──────── Source text

Session Poster Session 1

Speaker Pedro Azevedo

Congress : ESC Congress 2019

  • Topic : coronary artery disease, acute coronary syndromes, acute cardiac care
  • Sub-topic : Acute Coronary Syndromes: Myocardial Infarction with Non-obstructive Coronary Arteries
  • Session type : Poster Session
  • FP Number : P879

Authors : PM Azevedo (Faro,PT), T Mota (Faro,PT), J Bispo (Faro,PT), J Guedes (Faro,PT), D Carvalho (Faro,PT), N Marques (Faro,PT), W Santos (Faro,PT), J Mimoso (Faro,PT), I Jesus (Faro,PT)

PM Azevedo1 , T Mota1 , J Bispo1 , J Guedes1 , D Carvalho1 , N Marques1 , W Santos1 , J Mimoso1 , I Jesus1 , 1Faro Hospital, Cardiology - Faro - Portugal ,

On behalf: the Pro-ACS investigators


Introduction:  Myocardial infarction with nonobstructive coronary arteries (MINOCA) occurs in 5% to 10% of all patients with myocardial infarction. Although these patients are often treated as if they had obstructive coronary artery disease (OCAD), optimal medical therapy for secondary prevention in MINOCA patients have not been prospectively studied. We hypothesize that the same treatment strategy as for OCAD is unlikely to be beneficial in MINOCA patients due to their heterogeneous nature.

Purpose: Characterize and assess the impact of discharge medication on 1-year mortality or hospitalization in patients with MINOCA.

Methods: Retrospective cohort study of consecutive patients with acute myocardial infarction (AMI) recorded in the Portuguese Registry of Acute Coronary Syndromes (ProACS) between 2010 and 1017. All patients who underwent coronary angiography and had no obstructive lesions (defined as <50% diameter stenosis) were included for analysis (n=829, 4.8% of a total of 17213). Patient demographics, clinical characteristics and medication at discharge were analyzed. The association between treatment and outcome was estimated by comparing treated and untreated groups using Cox proportional hazard models. The exposures considered were treatment at discharge with statins, angiotensin-converting enzyme inhibitors/angiotensin receptor blockers (ACEi/ARBs), beta-blockers (BB), aspirin (ASA) or dual antiplatelet therapy (DAPT). The outcomes evaluated were 1-year all-cause mortality and 1-year hospitalization due to cardiovascular disease (CVD)

────────────────
──────── Data extract

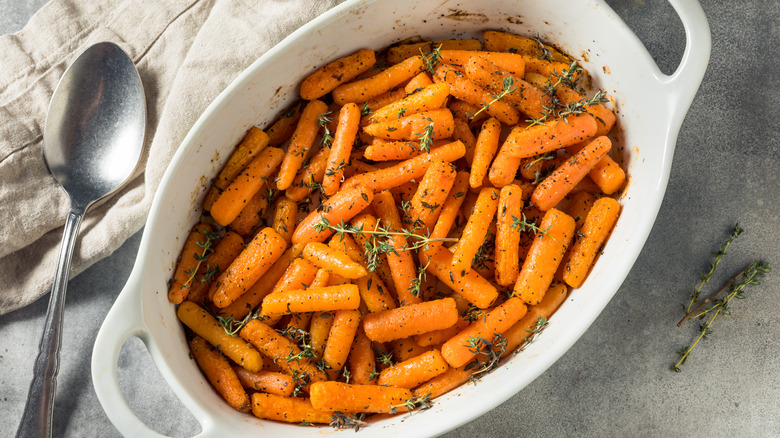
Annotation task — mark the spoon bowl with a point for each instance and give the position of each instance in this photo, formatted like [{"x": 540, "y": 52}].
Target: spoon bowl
[{"x": 93, "y": 140}]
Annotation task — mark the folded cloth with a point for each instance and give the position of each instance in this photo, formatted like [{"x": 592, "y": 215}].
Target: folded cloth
[{"x": 186, "y": 51}]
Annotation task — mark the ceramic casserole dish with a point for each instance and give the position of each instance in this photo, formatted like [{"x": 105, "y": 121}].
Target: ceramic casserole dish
[{"x": 650, "y": 108}]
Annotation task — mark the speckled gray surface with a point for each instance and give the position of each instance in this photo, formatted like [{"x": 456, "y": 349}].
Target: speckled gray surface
[{"x": 616, "y": 380}]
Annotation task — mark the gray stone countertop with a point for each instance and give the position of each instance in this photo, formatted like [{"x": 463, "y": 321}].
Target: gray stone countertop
[{"x": 616, "y": 380}]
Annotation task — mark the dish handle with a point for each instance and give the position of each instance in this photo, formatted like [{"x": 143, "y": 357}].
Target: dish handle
[
  {"x": 124, "y": 320},
  {"x": 684, "y": 82}
]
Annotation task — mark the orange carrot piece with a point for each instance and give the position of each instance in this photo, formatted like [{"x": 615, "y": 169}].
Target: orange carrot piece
[
  {"x": 362, "y": 362},
  {"x": 266, "y": 381},
  {"x": 343, "y": 206},
  {"x": 284, "y": 218},
  {"x": 401, "y": 262},
  {"x": 505, "y": 41},
  {"x": 259, "y": 255},
  {"x": 428, "y": 99},
  {"x": 443, "y": 383},
  {"x": 558, "y": 184},
  {"x": 458, "y": 351},
  {"x": 349, "y": 118},
  {"x": 399, "y": 53},
  {"x": 522, "y": 331},
  {"x": 528, "y": 99},
  {"x": 302, "y": 140},
  {"x": 544, "y": 256},
  {"x": 287, "y": 409},
  {"x": 476, "y": 229},
  {"x": 484, "y": 151},
  {"x": 337, "y": 396},
  {"x": 249, "y": 300},
  {"x": 427, "y": 202},
  {"x": 332, "y": 260},
  {"x": 250, "y": 146},
  {"x": 282, "y": 129},
  {"x": 365, "y": 89},
  {"x": 227, "y": 249},
  {"x": 335, "y": 73},
  {"x": 594, "y": 232},
  {"x": 510, "y": 206},
  {"x": 207, "y": 327},
  {"x": 281, "y": 350},
  {"x": 464, "y": 89},
  {"x": 184, "y": 276},
  {"x": 410, "y": 320},
  {"x": 310, "y": 176},
  {"x": 472, "y": 286},
  {"x": 230, "y": 203},
  {"x": 385, "y": 179},
  {"x": 320, "y": 299},
  {"x": 414, "y": 371},
  {"x": 451, "y": 207},
  {"x": 252, "y": 214},
  {"x": 342, "y": 334},
  {"x": 417, "y": 83},
  {"x": 217, "y": 370},
  {"x": 413, "y": 127}
]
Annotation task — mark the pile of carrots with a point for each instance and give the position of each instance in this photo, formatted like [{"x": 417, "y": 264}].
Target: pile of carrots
[{"x": 399, "y": 230}]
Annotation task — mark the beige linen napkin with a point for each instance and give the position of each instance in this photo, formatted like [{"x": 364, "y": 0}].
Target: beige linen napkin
[{"x": 187, "y": 52}]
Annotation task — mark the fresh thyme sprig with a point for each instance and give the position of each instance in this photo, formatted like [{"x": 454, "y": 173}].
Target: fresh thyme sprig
[
  {"x": 749, "y": 275},
  {"x": 431, "y": 58},
  {"x": 206, "y": 250},
  {"x": 507, "y": 89},
  {"x": 717, "y": 257},
  {"x": 421, "y": 403},
  {"x": 340, "y": 420}
]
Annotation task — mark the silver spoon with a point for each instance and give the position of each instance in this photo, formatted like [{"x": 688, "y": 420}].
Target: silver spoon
[{"x": 92, "y": 142}]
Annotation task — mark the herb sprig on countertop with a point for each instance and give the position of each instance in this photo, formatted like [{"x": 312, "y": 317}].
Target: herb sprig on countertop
[{"x": 713, "y": 306}]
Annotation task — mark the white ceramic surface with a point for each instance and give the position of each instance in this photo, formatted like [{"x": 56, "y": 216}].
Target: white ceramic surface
[{"x": 651, "y": 107}]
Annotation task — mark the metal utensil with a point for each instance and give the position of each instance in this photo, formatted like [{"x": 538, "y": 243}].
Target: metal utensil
[{"x": 92, "y": 142}]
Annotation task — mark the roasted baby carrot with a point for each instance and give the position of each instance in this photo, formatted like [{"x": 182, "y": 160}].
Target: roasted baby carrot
[
  {"x": 230, "y": 203},
  {"x": 343, "y": 206},
  {"x": 185, "y": 274},
  {"x": 320, "y": 299},
  {"x": 412, "y": 372},
  {"x": 430, "y": 196},
  {"x": 559, "y": 183},
  {"x": 472, "y": 286},
  {"x": 335, "y": 73},
  {"x": 476, "y": 229},
  {"x": 484, "y": 151},
  {"x": 544, "y": 256},
  {"x": 249, "y": 300},
  {"x": 510, "y": 206},
  {"x": 259, "y": 255},
  {"x": 250, "y": 146},
  {"x": 594, "y": 232},
  {"x": 349, "y": 119},
  {"x": 337, "y": 396},
  {"x": 434, "y": 124},
  {"x": 217, "y": 370},
  {"x": 460, "y": 349},
  {"x": 206, "y": 326},
  {"x": 284, "y": 218},
  {"x": 368, "y": 88},
  {"x": 300, "y": 144},
  {"x": 342, "y": 334},
  {"x": 410, "y": 320},
  {"x": 332, "y": 260},
  {"x": 287, "y": 409}
]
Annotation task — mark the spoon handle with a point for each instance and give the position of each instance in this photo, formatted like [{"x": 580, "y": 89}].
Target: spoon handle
[{"x": 37, "y": 417}]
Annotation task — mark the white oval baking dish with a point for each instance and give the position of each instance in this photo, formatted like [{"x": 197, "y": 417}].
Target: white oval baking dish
[{"x": 651, "y": 107}]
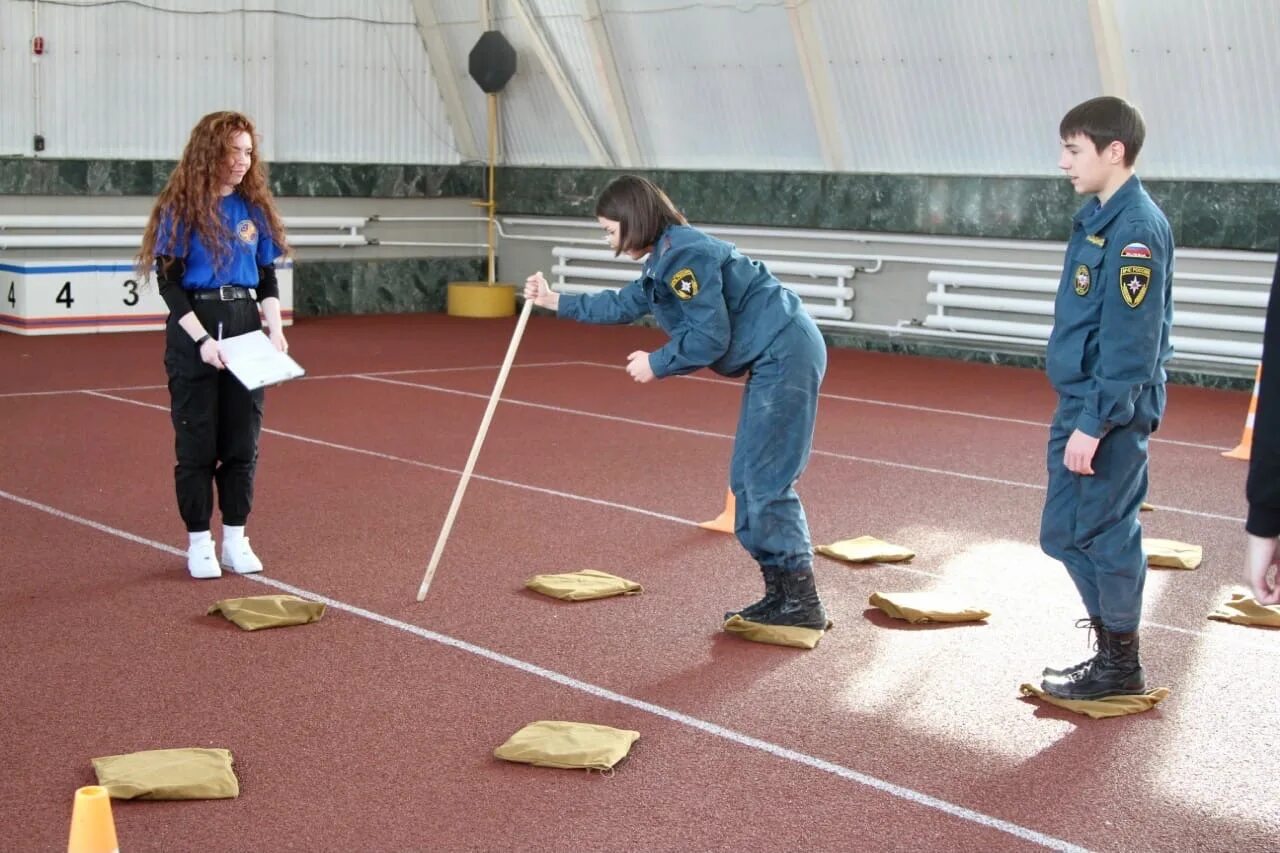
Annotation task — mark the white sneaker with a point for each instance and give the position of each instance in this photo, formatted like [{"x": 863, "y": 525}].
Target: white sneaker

────────────────

- **Assigned task A**: In the MINOCA abstract, what diameter stenosis defined a lesion as non-obstructive?
- **Assigned task B**: Pick up the MINOCA discharge-medication abstract after its last sentence and extend it.

- **Written response A**: Less than 50% diameter stenosis.

- **Written response B**:
Results: 829 patients (54% male, mean age 65±13 years) were included. 67% had hypertension, 20% diabetes mellitus, 45% hyperlipidemia, 66% were overweight, 23% were current smokers, 5.5% had history of heart failure, 4.3% valvular heart disease, 8% cerebrovascular disease and 4.7% chronic kidney disease. The admission diagnosis was most frequently non-ST elevation MI (79.3%) and mean left ventricular ejection fraction (%) was 56±12. 4 patients died during hospitalization (0.5%). At discharge, aspirin was prescribed in 85.7% patients, clopidogrel in 54.8%, ticagrelor in 7.5%, DAPT in 57.7%, ACEi/ARB in 79.2%, beta-blocker in 69% and statins in 90.2%. 1-year mortality and 1-year CVD hospitalization was 3.8% and 9%, respectively. After adjusting for covariates in Cox regression analysis, we found no association between any medication at discharge and 1-year outcomes.

Conclusion: A high proportion of patients are prescribed antiplatelet therapy, including DAPT. We found no significant 1-year beneficial effect of treatment with statins, ACEi/ARBs, BB, aspirin or DAPT in MINOCA. This may be partially explained by the highly heterogenous population and relative short-term follow-up. In MINOCA patients, treatment should be individualized after an exhaustive diagnostic workup to identify the underlying cause (e.g. CAD with spontaneous autolysis of an intracoronary thrombus, myocarditis or takotsubo syndrome).